--- EXCERPTED PASSAGE ---
The pressure of Science and the Scientific method has affected all disciplines.
Philosophy has been in trouble in the west for some years trying to find a field in the realm of experience to which it could devote its scientific investigations. Kant, knowingly or unknowingly, made the process of knowing and acting the field of philosophy, thereby giving it a distinct field for investigation. Husserl tried to make human consciousness the field of philosophy and thus developed philosophy in phenomenological direction. Modern Anglo-saxon philosophy had focused on the field of human discourse or language as its field. They all want some distinct realm of reality open to the senses as the object of their study. Without such a clear and well-mapped out field they could not claim to be scientific and therefore entitled to a place and a chair in akademe.
But what about theology? What field does it scientifically study? The study of
"comparative religion" or "the sociology of religion" does not really constitute
theology, the logia about Theos, God.
What is the field for theology? Some would answer that theology is the scientific study of Revelation. We must now look into this thing called Revelation, about which theology is supposed to give us the scientific logia. Now Revelation is an - ation word, which can in the happily ambiguous English language mean either a process or the result of that process. Foe example education can mean both result and process in the sentence: 'Men with little or very little education are guiding our institutions of education". Tradition for example can mean traditio, the process of handing over, and traditum, that which is handed over. Revelation also similarly mean Revelatio, the process of revealing and Revelatum the result of revelation.
---
TASKS FOR THIS EXERCISE »
(A) Update the excerpt on philosophy and theology between "Philosophy has been" and "chair in akademe.", inclusive, replacing "human consciousness" with "human awareness".
(B) Translate the following sentence from the excerpt on philosophy and theology into French: "Some would answer that theology is the scientific study of Revelation."
--- DATASET ROWS ---
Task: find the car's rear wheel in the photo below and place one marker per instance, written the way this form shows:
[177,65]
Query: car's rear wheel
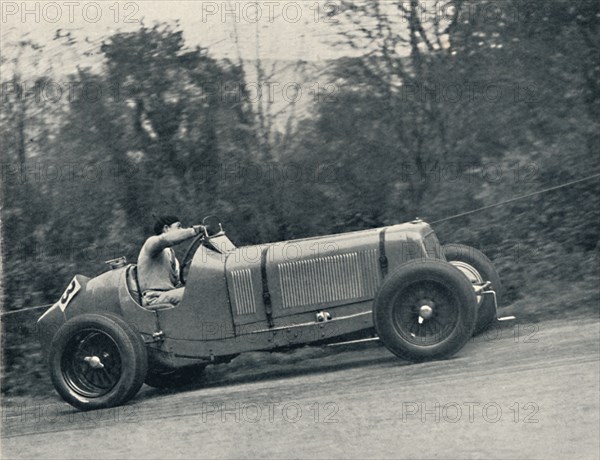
[174,378]
[478,269]
[97,361]
[425,310]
---
LIST OF SOLUTIONS »
(A)
Philosophy has been in trouble in the west for some years trying to find a field in the realm of experience to which it could devote its scientific investigations. Kant, knowingly or unknowingly, made the process of knowing and acting the field of philosophy, thereby giving it a distinct field for investigation. Husserl tried to make human awareness the field of philosophy and thus developed philosophy in phenomenological direction. Modern Anglo-saxon philosophy had focused on the field of human discourse or language as its field. They all want some distinct realm of reality open to the senses as the object of their study. Without such a clear and well-mapped out field they could not claim to be scientific and therefore entitled to a place and a chair in akademe.

(B) Certains répondraient que la théologie est l'étude scientifique de la Révélation.